• **Instructions to follow**:
Rewrite the entries from the first one down through the line containing "xmin=72 ymin=74 xmax=87 ymax=84", replacing "cloudy" with "overcast" and keeping everything else the same. Leave out the pictures.

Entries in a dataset

>> Start

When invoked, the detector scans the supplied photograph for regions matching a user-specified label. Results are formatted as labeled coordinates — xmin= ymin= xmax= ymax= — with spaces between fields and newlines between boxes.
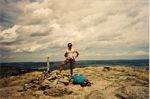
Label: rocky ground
xmin=0 ymin=66 xmax=149 ymax=99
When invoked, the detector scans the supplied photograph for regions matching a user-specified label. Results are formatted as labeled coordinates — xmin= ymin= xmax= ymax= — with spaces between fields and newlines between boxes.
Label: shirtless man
xmin=59 ymin=43 xmax=79 ymax=76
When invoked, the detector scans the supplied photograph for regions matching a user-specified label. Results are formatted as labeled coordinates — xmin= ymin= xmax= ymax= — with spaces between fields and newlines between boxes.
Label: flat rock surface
xmin=0 ymin=66 xmax=149 ymax=99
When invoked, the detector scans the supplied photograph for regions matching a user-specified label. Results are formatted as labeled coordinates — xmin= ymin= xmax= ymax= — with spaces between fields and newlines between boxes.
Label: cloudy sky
xmin=0 ymin=0 xmax=149 ymax=62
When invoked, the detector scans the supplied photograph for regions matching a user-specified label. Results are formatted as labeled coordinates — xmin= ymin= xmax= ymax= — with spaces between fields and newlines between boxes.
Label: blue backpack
xmin=72 ymin=74 xmax=87 ymax=84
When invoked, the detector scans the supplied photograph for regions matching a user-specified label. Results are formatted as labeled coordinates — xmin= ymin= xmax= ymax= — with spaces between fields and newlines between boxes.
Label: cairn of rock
xmin=23 ymin=70 xmax=72 ymax=96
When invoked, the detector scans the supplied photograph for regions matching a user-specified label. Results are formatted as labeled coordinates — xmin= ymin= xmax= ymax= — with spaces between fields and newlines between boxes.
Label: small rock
xmin=34 ymin=91 xmax=43 ymax=96
xmin=53 ymin=79 xmax=59 ymax=85
xmin=59 ymin=78 xmax=69 ymax=85
xmin=44 ymin=87 xmax=72 ymax=96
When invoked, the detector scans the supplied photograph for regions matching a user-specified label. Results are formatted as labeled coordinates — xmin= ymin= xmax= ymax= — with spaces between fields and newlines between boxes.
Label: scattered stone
xmin=34 ymin=91 xmax=43 ymax=96
xmin=59 ymin=78 xmax=69 ymax=85
xmin=44 ymin=87 xmax=72 ymax=97
xmin=103 ymin=66 xmax=110 ymax=71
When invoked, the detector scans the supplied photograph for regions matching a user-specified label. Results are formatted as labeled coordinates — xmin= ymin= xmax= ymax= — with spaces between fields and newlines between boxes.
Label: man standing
xmin=59 ymin=43 xmax=79 ymax=76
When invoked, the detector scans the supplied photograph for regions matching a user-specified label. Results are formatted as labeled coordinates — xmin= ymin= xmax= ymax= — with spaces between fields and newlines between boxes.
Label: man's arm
xmin=64 ymin=52 xmax=68 ymax=57
xmin=75 ymin=51 xmax=79 ymax=58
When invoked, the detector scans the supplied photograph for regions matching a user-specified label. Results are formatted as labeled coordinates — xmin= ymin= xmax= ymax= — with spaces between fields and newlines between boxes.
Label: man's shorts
xmin=66 ymin=58 xmax=75 ymax=63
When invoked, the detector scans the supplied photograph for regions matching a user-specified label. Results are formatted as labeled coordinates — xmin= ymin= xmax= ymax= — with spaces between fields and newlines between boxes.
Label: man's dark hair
xmin=67 ymin=43 xmax=72 ymax=47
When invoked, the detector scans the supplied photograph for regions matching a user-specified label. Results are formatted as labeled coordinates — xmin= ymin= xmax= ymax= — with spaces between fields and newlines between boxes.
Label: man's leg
xmin=59 ymin=60 xmax=68 ymax=73
xmin=70 ymin=61 xmax=74 ymax=77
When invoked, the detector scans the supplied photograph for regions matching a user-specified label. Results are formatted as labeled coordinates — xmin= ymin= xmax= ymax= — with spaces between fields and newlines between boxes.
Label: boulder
xmin=44 ymin=86 xmax=72 ymax=97
xmin=59 ymin=78 xmax=69 ymax=85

>> End

• **Task output**:
When invoked, the detector scans the supplied photograph for regions matching a user-specified label. Results are formatted as labeled coordinates — xmin= ymin= xmax= ymax= — with spaces between fields and newlines between boxes.
Label: rocky ground
xmin=0 ymin=66 xmax=149 ymax=99
When invoked, the detector scans the supplied photograph for regions matching a user-specified label. Results are formatted as labeled coordinates — xmin= ymin= xmax= ymax= — with spaces between fields and newlines between boxes.
Label: shirtless man
xmin=59 ymin=43 xmax=79 ymax=76
When invoked, the detector scans the supplied photograph for regions matching a user-specified label. Results are formatted as labeled coordinates — xmin= ymin= xmax= ymax= — with spaces between fields and newlines between boxes.
Label: flat rock surface
xmin=0 ymin=66 xmax=149 ymax=99
When invoked, the detector scans the supplied photograph for regions matching a user-specified label. Results are formatted as labeled coordinates — xmin= ymin= xmax= ymax= — with spaces between fields and newlines between boxes.
Label: overcast sky
xmin=0 ymin=0 xmax=149 ymax=62
When invoked, the detector scans the supplied photograph for regions matching a user-specified label. Results are formatted as labeled coordinates — xmin= ymin= xmax= ymax= — with spaces between fields and newlines between boxes.
Label: blue backpack
xmin=72 ymin=74 xmax=87 ymax=84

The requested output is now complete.